▸ **What this task involves**:
Reproduce the data below, substituting "central point" for every occurrence of "innermost point" and leaving everything else unchanged.

▸ **Rows from a dataset**:
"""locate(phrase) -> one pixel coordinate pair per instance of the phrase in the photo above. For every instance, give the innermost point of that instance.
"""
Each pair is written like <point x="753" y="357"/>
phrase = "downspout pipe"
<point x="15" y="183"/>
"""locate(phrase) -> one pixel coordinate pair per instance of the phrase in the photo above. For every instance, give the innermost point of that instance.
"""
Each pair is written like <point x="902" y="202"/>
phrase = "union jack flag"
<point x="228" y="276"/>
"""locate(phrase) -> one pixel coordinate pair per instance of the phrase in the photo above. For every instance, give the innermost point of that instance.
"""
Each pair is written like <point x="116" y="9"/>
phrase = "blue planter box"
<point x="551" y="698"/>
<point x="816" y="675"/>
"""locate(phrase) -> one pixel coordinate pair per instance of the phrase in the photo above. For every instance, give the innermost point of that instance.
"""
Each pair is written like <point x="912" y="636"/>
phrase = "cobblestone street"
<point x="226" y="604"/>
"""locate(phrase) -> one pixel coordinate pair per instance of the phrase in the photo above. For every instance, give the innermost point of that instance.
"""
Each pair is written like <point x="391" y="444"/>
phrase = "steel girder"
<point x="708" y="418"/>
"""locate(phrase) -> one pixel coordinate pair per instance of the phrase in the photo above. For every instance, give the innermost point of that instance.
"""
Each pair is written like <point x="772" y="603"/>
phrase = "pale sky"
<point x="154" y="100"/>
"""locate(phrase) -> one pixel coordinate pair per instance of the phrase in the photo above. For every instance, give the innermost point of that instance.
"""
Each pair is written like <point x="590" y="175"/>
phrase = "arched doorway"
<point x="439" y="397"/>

▸ **Written response**:
"""locate(phrase) -> one pixel coordinate pair per instance of the phrase in the photo above. For every instance, give the central point of that instance.
"""
Each pair is written like <point x="753" y="357"/>
phrase = "downspout pipe"
<point x="15" y="183"/>
"""locate(phrase) -> one pixel coordinate pair per instance of the phrase in the photo above. For every instance, give the central point of that instance.
"""
Each pair is written like <point x="902" y="202"/>
phrase = "union jack flag"
<point x="228" y="276"/>
"""locate(phrase) -> one pixel coordinate pair per instance of the phrase in the photo above. For every instance, give the central point of that instance.
"""
Each pair is written like <point x="116" y="9"/>
phrase = "blue planter box"
<point x="551" y="698"/>
<point x="816" y="675"/>
"""locate(phrase) -> one pixel coordinate pair per instance of the phrase in the photo above. For every instance, give the central point of that instance.
"""
Each pair is written like <point x="912" y="636"/>
phrase = "cobblestone street"
<point x="226" y="604"/>
"""locate(phrase) -> one pixel coordinate pair per instance of the phrase in the photo above. For every instance, give the central point of that instance.
"""
Each pair is written like <point x="391" y="444"/>
phrase = "steel girder"
<point x="708" y="418"/>
"""locate(phrase) -> one pixel coordinate pair per instance of the phrase in the photo above. For every instance, give the central point of that instance.
"""
Each pair is written like <point x="772" y="603"/>
phrase = "pale sky"
<point x="154" y="100"/>
"""locate(phrase) -> one pixel coordinate pair per instance of the phrase in the photo above. For every instance, give the central point of that instance.
"""
Each pair is written like <point x="590" y="175"/>
phrase = "arched doorway"
<point x="439" y="397"/>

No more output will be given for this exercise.